> _The task_: Print, exactly as they appear in the listing below, the lines from the line with "[point] every instance of the wooden beam" to the line with "[point] every instance of the grass", with both end lines kept.
### Study material ###
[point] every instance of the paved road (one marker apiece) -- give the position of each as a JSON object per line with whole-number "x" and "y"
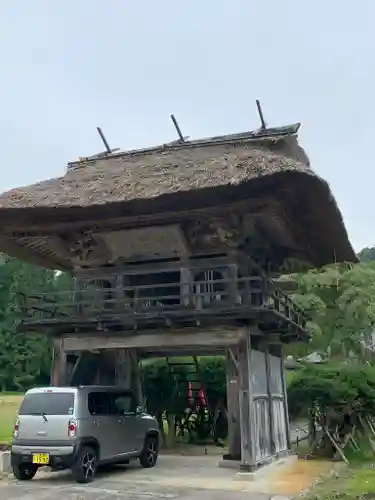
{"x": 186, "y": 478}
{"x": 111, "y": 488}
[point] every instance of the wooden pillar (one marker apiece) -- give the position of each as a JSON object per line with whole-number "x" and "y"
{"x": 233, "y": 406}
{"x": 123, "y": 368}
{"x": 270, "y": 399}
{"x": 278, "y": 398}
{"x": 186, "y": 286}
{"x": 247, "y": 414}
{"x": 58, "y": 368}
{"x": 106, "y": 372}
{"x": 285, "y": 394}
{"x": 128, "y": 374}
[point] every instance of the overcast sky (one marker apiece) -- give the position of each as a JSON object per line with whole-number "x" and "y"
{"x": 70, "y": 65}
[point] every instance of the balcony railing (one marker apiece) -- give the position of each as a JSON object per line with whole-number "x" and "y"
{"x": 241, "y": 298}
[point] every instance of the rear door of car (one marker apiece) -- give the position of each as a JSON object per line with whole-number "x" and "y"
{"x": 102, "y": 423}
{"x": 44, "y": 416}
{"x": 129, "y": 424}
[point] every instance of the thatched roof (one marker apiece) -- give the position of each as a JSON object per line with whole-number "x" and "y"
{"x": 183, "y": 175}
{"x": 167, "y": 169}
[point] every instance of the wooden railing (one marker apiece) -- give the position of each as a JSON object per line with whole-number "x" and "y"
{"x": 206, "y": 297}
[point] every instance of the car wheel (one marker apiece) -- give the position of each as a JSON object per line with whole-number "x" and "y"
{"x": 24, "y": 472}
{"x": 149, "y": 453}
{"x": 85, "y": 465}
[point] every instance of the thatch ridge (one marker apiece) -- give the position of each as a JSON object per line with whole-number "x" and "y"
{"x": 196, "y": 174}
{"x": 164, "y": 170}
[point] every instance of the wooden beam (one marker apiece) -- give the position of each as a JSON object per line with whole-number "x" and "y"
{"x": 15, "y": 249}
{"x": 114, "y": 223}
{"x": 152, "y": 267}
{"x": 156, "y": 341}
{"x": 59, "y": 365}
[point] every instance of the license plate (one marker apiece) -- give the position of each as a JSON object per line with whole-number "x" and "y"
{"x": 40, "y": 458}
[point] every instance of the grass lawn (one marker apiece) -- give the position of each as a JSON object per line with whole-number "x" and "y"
###
### Study material ###
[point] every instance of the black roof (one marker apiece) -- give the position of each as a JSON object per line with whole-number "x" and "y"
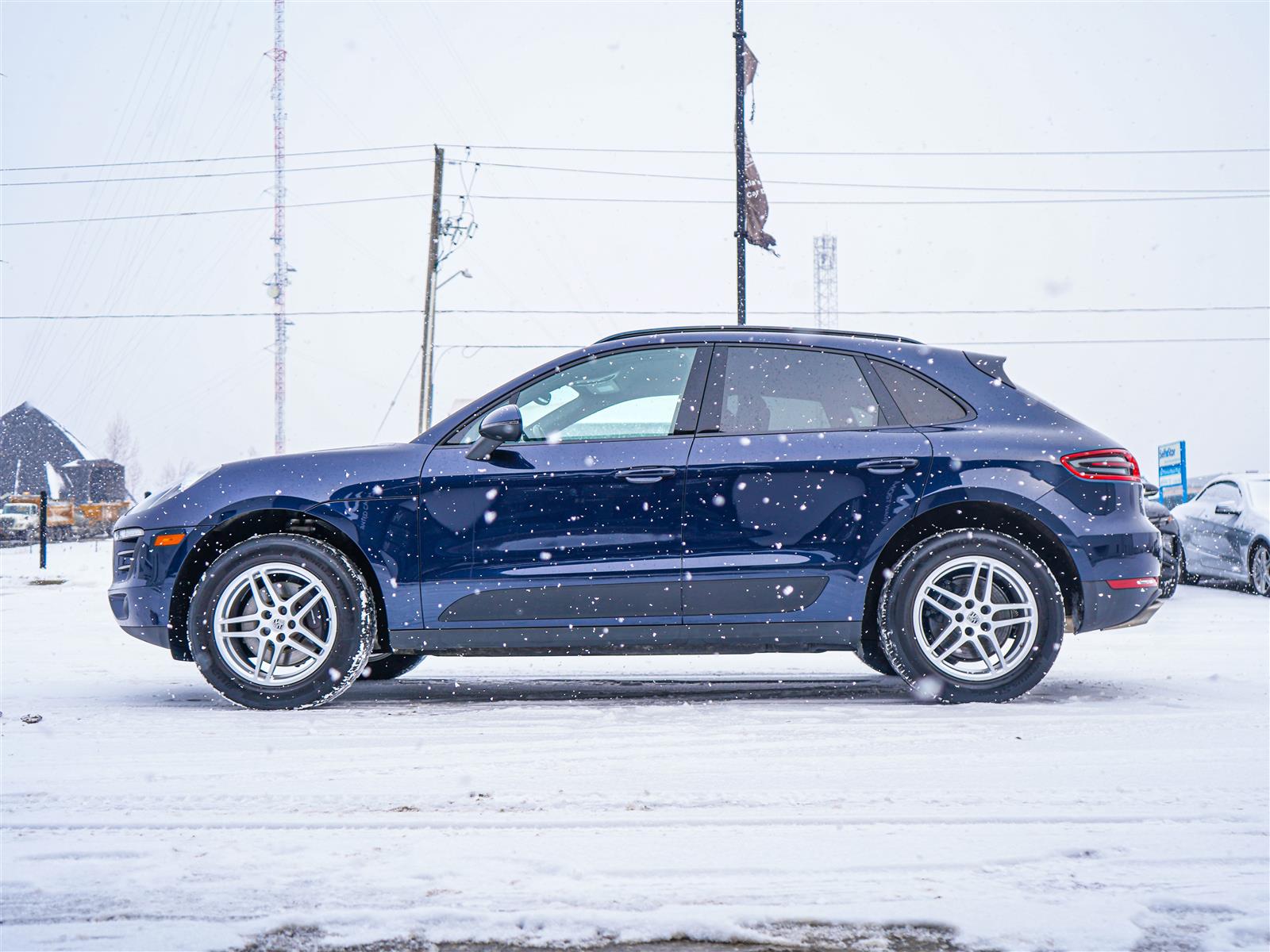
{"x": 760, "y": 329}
###
> _Reply_:
[point] every instance of the wooden beam (one marker apiece) -- give the position of each as a JSON object per line with whole-number "x" and "y"
{"x": 15, "y": 249}
{"x": 114, "y": 223}
{"x": 152, "y": 267}
{"x": 156, "y": 341}
{"x": 59, "y": 365}
[point] every instance of the license plate (one marker apiece) -- give the position of each as a JSON object per line with whole-number "x" and "y"
{"x": 40, "y": 458}
[point] every instance of the grass lawn (one marker apiece) -- give the position of each as a JSON object per line with whole-number "x" and "y"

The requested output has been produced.